-- TEXT FOR ANALYSIS --
···

Risk Management Flashcards
Risk
1. What is a monte Carlo analysis?
a. Although I’ve not used one in practice, I understand it is a mathematical approach to calculating risk-based outcomes and the probability they will occur.
- What input have you had in a Risk Register?
a. I have allocated costs to risk items on the dental hospital demolition project
- When you were EA or CA (on Dental Hospital Demo) how did you manage the risk register?
a. I continually reviewed the register on a monthly basis as part of the cost reporting process, throughout the project. I chaired and held risk management workshops with the contractor and client where the risks were reviewed as to whether they had been mitigated in the month, or passed. Then if not it was worked out the new probability of the risk occurring based on progress
- Can you give a specific risk and when this was mitigated?
a. There was a significant risk of asbestos being found in the demolition. This was mitigated by consistent reporting and testing throughout the project
b. There was a risk of dust, and projectiles damaging and settling on a nearby carpark. This was mitigated with water cannons, and netting being erected during high volume demo activities.
- How do you calculate risk?
a. When compiling a cost plan , I will endeavour to produce an itemised and calculated risk register which is added to the total.
b. When compiling an order of cost I apply percentage based additions to the total under NRM rules.
- How do you calculate the cost of the risk?
I will take the worst case estimated cost of that risk, and multiply that by the probability of that risk materialising. This will then be reviewed and inputted into by the client and design team.
How do you estimate the probability of a risk?
Communicate with the Design Team, Client and Project Manager.
How did you estimate the cost of asbestos removal?
So this was on a demolition project. The cost was calculated by assuming worst case scenario of asbestos being everywhere, and multiplying by the probability of this happening.
on Havant, why did you advise on defined PSum?
As the design information was only finalised late on in the tender before entering into contract, but he had enough time to include in the programme, but not enough time to price the works accurately. It was therefore included as S3 design in the contract, and taken as client risk and included as a PSum.
What is the difference between a retention bond and retention?
Retention bond is taken out by the contractor in the first instance, and offers the benefit of not having money deducted from his cashflow, generally more admin. Works in the same way. Usually same value as retention.

···

-- LIST OF TASKS --
[a] In the risk management flashcards, how is the cost of a risk calculated?
[b] Say whether each statement agrees with the risk management flashcards, answering yes or no and quoting the words that decide it: (i) The risk of dust and projectiles reaching a nearby carpark was mitigated with water cannons and netting. (ii) The risk register on the dental hospital demolition project was reviewed weekly. (iii) A retention bond is usually a different value from retention.

-- DATASET EXTRACT --
···

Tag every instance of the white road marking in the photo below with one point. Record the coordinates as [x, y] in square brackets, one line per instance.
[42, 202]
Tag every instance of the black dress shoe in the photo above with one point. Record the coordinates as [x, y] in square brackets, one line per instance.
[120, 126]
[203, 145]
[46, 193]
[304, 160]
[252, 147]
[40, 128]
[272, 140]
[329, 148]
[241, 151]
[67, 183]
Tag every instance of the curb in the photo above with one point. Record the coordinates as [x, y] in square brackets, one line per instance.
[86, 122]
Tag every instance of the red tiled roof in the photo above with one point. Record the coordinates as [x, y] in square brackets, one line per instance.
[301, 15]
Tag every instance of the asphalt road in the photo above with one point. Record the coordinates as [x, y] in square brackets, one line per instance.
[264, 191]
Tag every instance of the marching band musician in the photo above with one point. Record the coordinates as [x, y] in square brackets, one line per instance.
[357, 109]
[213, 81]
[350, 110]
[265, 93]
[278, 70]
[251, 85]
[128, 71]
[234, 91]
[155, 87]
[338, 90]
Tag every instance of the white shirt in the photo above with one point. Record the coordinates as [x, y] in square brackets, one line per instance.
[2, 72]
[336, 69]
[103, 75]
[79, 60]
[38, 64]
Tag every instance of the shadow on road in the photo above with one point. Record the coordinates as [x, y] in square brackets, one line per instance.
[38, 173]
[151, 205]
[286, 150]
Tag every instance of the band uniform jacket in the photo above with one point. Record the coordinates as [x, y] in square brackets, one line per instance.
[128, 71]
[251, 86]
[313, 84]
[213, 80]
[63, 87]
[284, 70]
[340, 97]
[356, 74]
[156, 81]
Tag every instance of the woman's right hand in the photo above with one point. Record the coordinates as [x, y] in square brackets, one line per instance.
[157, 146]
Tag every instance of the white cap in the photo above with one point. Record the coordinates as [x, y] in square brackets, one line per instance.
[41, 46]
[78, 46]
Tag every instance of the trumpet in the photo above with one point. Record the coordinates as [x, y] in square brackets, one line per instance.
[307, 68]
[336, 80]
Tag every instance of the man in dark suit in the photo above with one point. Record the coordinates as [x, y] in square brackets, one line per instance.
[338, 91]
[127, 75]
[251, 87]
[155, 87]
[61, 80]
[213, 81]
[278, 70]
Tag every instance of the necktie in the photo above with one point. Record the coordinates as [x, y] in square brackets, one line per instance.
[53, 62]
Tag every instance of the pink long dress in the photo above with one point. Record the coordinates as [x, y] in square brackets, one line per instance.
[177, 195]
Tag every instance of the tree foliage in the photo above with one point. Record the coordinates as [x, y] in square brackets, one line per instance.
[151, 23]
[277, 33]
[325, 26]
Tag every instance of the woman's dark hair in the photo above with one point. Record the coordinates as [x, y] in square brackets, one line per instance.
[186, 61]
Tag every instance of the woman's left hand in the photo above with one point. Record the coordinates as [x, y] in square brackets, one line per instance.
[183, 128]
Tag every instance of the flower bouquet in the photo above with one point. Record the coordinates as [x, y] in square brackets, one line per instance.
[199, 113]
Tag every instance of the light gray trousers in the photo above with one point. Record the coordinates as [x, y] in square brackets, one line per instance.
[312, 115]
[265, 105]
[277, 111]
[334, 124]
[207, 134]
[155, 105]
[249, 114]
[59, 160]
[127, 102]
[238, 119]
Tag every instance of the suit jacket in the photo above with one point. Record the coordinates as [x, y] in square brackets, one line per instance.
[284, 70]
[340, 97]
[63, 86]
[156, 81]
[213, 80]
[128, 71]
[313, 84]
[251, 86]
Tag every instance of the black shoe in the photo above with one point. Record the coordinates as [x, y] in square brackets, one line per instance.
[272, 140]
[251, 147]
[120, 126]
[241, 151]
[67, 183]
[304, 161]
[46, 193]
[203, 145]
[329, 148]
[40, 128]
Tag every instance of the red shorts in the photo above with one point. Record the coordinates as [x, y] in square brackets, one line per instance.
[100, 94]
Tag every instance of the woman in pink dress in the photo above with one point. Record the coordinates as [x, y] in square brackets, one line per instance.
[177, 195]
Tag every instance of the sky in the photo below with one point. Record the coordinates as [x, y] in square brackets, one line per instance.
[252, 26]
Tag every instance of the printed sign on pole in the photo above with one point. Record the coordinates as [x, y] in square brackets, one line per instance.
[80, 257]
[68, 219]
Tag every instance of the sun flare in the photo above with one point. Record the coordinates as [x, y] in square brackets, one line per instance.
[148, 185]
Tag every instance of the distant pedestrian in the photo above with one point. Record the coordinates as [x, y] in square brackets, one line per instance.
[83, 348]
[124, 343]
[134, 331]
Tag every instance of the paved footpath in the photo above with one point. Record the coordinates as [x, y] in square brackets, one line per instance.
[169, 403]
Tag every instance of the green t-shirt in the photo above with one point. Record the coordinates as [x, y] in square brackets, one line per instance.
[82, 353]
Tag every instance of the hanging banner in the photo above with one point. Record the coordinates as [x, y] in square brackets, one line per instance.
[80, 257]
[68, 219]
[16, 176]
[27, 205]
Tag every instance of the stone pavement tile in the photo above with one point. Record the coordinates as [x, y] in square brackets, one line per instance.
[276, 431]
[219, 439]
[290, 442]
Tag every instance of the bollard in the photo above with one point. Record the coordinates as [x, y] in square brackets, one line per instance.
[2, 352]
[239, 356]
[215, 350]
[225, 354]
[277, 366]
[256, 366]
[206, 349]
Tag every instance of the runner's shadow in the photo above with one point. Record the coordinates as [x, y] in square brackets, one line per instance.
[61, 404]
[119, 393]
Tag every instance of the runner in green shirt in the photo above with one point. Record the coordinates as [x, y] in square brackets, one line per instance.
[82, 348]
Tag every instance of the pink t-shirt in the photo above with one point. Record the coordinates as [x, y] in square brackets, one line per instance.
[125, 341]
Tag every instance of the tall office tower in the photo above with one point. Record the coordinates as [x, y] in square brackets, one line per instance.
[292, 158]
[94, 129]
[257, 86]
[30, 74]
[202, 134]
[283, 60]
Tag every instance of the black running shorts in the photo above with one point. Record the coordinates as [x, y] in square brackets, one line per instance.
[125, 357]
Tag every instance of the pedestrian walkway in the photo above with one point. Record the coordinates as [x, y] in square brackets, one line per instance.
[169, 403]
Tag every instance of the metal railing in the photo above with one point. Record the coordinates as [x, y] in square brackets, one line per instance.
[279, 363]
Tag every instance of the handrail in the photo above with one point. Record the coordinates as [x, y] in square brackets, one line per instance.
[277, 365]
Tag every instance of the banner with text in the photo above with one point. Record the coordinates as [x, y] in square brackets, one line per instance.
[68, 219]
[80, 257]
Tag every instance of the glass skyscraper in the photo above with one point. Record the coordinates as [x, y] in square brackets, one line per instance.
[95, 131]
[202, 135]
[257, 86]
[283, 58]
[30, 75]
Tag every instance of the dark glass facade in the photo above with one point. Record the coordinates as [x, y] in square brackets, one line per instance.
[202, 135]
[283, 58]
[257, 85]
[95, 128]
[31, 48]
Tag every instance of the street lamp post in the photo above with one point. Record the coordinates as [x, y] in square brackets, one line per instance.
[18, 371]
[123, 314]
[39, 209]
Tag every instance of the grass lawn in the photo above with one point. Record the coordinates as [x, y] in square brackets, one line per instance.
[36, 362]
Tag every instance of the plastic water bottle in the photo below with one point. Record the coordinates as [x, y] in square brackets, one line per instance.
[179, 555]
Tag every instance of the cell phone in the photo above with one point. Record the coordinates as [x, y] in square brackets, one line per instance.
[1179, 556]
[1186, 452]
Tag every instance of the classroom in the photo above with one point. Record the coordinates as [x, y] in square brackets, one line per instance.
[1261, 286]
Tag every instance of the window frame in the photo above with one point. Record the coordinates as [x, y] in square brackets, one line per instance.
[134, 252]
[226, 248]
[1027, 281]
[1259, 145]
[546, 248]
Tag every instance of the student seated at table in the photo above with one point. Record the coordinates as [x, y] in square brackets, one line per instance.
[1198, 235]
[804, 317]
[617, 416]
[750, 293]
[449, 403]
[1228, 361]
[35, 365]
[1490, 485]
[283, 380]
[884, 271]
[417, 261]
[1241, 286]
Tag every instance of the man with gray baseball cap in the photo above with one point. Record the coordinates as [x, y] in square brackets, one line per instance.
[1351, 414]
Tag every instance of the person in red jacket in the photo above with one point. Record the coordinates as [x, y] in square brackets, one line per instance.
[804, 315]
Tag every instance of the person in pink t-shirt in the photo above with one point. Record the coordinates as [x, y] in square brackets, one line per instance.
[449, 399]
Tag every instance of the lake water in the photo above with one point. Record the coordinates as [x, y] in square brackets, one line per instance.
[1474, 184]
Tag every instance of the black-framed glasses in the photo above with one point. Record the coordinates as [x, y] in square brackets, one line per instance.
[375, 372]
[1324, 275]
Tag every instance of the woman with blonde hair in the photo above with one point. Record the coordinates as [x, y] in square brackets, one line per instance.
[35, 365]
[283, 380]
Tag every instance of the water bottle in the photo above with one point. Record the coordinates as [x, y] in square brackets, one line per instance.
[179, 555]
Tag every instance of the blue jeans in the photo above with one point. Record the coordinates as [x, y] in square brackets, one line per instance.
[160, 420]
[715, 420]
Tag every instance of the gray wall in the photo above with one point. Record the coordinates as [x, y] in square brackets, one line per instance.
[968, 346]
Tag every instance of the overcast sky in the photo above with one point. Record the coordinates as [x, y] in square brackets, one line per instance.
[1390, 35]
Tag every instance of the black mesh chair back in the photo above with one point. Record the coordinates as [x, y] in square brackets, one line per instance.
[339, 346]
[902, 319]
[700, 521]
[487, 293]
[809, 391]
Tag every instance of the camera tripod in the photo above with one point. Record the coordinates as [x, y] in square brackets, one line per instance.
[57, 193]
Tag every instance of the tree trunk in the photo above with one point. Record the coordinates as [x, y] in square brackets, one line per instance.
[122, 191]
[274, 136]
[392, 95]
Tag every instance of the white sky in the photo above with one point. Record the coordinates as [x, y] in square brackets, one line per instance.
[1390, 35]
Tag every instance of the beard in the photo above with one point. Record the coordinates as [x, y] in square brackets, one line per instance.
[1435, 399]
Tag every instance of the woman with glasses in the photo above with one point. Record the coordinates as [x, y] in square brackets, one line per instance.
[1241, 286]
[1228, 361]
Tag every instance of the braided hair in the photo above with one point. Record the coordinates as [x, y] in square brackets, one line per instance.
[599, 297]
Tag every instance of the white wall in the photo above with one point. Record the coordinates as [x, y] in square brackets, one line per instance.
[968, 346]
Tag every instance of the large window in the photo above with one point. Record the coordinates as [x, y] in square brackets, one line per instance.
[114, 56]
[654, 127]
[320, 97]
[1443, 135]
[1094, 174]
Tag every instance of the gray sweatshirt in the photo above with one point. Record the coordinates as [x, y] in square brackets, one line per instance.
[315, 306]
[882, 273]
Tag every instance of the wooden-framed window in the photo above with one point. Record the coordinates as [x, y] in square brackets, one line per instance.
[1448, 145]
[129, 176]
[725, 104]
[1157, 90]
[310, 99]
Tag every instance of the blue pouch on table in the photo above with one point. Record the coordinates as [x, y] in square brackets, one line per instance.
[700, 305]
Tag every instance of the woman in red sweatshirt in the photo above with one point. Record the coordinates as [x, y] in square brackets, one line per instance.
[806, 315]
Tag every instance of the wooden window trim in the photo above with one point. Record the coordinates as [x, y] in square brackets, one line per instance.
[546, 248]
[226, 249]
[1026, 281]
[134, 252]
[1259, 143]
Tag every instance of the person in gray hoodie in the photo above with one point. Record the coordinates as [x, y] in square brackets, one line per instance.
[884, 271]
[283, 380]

···

-- TASK-BY-TASK OUTPUTS --
[a] The worst-case estimated cost of the risk is multiplied by the probability of that risk materializing.

[b]
(i) Yes: "This was mitigated with water cannons, and netting being erected during high volume demo activities."
(ii) No: "I continually reviewed the register on a monthly basis as part of the cost reporting process, throughout the project."
(iii) No: "Usually same value as retention."